» **文档节选**
POJ 1068-Parencodings（模擬-包含括號個數）

Let S = s1 s2...s2n be a well-formed string of parentheses. S can be encoded in two different ways: 
q By an integer sequence P = p1 p2...pn where pi is the number of left parentheses before the ith right parenthesis in S (P-sequence). 
q By an integer sequence W = w1 w2...wn where for each right parenthesis, say a in S, we associate an integer which is the number of right parentheses counting from the matched left parenthesis of a up to a. (W-sequence). 

Following is an example of the above encodings: 

	S		(((()()())))

	P-sequence	    4 5 6666

	W-sequence	    1 1 1456

Write a program to convert P-sequence of a well-formed string to the W-sequence of the same string. 

The first line of the input contains a single integer t (1 <= t <= 10), the number of test cases, followed by the input data for each test case. The first line of each test case is an integer n (1 <= n <= 20), and the second line is the P-sequence of a well-formed string. It contains n positive integers, separated with blanks, representing the P-sequence.

The output file consists of exactly t lines corresponding to test cases. For each test case, the output line should contain n integers describing the W-sequence of the string corresponding to its given P-sequence.

» **小练习 1**
请把上面这道括号编码题原样抄下来，从“Write a program”开始，到“representing the P-sequence.”结束。
» **小练习 2**
在上面这道括号编码题里，每个测试用例的 n 可以取哪些值？
» **小练习 3**
接着上面这道括号编码题的最后一句往下写。

» **数据行**

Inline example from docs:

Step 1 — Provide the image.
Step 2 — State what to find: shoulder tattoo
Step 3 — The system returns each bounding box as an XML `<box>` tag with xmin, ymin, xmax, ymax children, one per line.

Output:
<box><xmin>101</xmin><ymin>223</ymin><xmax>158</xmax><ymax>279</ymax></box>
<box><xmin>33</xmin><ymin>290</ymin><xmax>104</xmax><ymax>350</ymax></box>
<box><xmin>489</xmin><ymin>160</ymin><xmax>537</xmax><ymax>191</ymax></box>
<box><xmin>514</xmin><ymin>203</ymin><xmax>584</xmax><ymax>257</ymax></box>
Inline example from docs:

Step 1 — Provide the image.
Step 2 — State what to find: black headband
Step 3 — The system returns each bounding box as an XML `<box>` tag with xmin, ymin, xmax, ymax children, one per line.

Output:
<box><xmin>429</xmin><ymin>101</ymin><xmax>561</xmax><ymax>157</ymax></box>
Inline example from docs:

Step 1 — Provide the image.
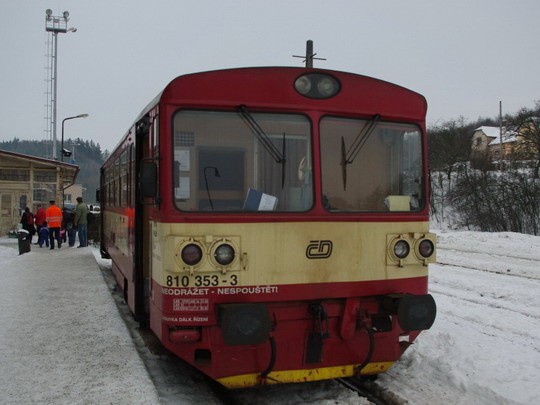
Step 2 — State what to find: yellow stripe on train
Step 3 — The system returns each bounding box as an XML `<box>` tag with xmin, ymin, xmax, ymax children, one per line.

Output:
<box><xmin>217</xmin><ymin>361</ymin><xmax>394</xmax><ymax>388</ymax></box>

---

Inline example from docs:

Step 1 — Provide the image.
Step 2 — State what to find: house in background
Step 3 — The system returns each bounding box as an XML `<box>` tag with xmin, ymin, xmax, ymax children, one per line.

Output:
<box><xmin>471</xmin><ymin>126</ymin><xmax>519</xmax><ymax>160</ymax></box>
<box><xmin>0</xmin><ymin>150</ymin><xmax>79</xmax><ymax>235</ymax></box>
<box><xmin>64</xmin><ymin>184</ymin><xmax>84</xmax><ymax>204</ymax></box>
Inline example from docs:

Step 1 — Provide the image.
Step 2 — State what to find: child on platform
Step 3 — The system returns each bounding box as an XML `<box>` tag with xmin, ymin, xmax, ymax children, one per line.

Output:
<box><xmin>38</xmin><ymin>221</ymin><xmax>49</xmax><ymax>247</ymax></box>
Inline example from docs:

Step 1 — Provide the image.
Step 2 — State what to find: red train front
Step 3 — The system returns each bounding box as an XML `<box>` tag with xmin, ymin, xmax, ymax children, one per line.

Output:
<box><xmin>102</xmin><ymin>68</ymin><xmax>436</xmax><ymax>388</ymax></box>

==

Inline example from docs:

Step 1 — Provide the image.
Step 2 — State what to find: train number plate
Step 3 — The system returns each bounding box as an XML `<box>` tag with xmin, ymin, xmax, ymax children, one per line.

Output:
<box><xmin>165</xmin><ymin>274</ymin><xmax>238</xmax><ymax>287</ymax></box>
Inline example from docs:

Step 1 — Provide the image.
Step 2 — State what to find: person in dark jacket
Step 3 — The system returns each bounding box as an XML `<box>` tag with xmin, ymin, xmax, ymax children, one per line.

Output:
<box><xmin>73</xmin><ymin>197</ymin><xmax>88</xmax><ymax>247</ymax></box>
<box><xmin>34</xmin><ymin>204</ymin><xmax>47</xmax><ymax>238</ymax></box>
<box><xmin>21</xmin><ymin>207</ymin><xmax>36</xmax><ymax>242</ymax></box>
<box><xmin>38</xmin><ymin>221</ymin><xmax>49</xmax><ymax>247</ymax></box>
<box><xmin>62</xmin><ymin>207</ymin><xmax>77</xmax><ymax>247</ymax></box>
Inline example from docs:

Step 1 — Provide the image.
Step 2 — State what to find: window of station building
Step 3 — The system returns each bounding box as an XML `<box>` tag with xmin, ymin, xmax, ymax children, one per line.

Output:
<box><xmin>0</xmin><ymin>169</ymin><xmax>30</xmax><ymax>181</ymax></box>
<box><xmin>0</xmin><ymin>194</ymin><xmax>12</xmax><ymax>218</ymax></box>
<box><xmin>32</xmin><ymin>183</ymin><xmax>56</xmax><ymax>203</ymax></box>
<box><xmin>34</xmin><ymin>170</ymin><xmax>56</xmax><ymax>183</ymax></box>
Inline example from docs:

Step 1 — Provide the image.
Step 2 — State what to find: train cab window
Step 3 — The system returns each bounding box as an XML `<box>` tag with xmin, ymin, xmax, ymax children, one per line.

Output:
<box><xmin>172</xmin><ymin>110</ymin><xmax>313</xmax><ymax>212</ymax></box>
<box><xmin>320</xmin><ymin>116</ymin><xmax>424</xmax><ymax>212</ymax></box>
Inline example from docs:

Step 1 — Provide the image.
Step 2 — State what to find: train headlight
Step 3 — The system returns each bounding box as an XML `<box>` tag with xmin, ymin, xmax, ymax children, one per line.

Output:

» **书面回答 1**
Write a program to convert P-sequence of a well-formed string to the W-sequence of the same string. 

The first line of the input contains a single integer t (1 <= t <= 10), the number of test cases, followed by the input data for each test case. The first line of each test case is an integer n (1 <= n <= 20), and the second line is the P-sequence of a well-formed string. It contains n positive integers, separated with blanks, representing the P-sequence.

» **书面回答 2**
n 的取值范围是 1 到 20（1 <= n <= 20）。

» **书面回答 3**
2
6
4 5 6 6 6 6
9 
4 6 6 6 6 8 9 9 9

1 1 1 4 5 6
1 1 2 4 5 1 1 3 9

Tehran 2001

S		(((()()())))  括號表示

P-sequence	4 5 6 6 6 6   每個右括號前面的左括號數目

W-sequence	1 1 1 4 5 6   每對括號所包含的括號對數（包括其自身）

給出P序列，求其W序列。

必須先提醒一句，這題的測試資料中，n肯定大於20（雖然給的範圍到20），一開始我開到21，直接RE…Orz

首先根據P序列還原出S序列：P[i]-P[i-1]是當前應在一個右括號前面插入的左括號數；

然後從前往後掃出未匹配的第一個右括號，再從當前位置往前掃出未匹配的第一個左括號；

最後在當前匹配的左右括號之間掃描已經匹配的括號數目，依次++即可。

#include<iostream>
#include<cstdio>
#include<cstdlib>
#include<cstring>
#include<algorithm>
#include<cmath>
using namespace std;
struct N
{
    char c;//儲存'('或')'
    bool vis;//判斷是否被訪問
    int num;//c==')'時記錄其包含的括號數
} node[101];

int a[101];//坑爹測試資料，開21果斷RE…
int main()
{
    ios::sync_with_stdio(false);
    cin.tie(0);
    int t;
    cin>>t;
    while(t--)
    {
        int n;
        cin>>n;
        memset(a,0,sizeof(a));
        cin>>a[0];
        int cnt=0;
        for(int i=0; i<a[0]; ++i)//根據輸入還原S（即括號表示）並初始化
        {
            node[cnt].c='(';
            node[cnt].vis=false;
            node[cnt++].num=0;
        }
        node[cnt].c=')';
        node[cnt].vis=false;
        node[cnt++].num=0;
        for(int i=1; i<n; ++i)
        {
            cin>>a[i];
            for(int j=0; j<a[i]-a[i-1]; ++j)
            {
                node[cnt].c='(';
                node[cnt].vis=false;
                node[cnt++].num=0;
            }
            node[cnt].c=')';
            node[cnt].vis=false;
            node[cnt++].num=0;
        }
        /*for(int i=0; i<cnt; ++i)//輸出S
            cout<<node[i].c<<" ";
        cout<<endl;*/
        bool flag=true;//判斷當前是否仍有未匹配的括號
        while(flag)
        {
            flag=false;
            for(int i=1; i<cnt; ++i)//右括號‘)’
                if(node[i].c==')'&&node[i].vis==false)
                    for(int j=i-1; j>=0; --j)//左括號‘(’
                        if(node[j].c=='('&&node[j].vis==false)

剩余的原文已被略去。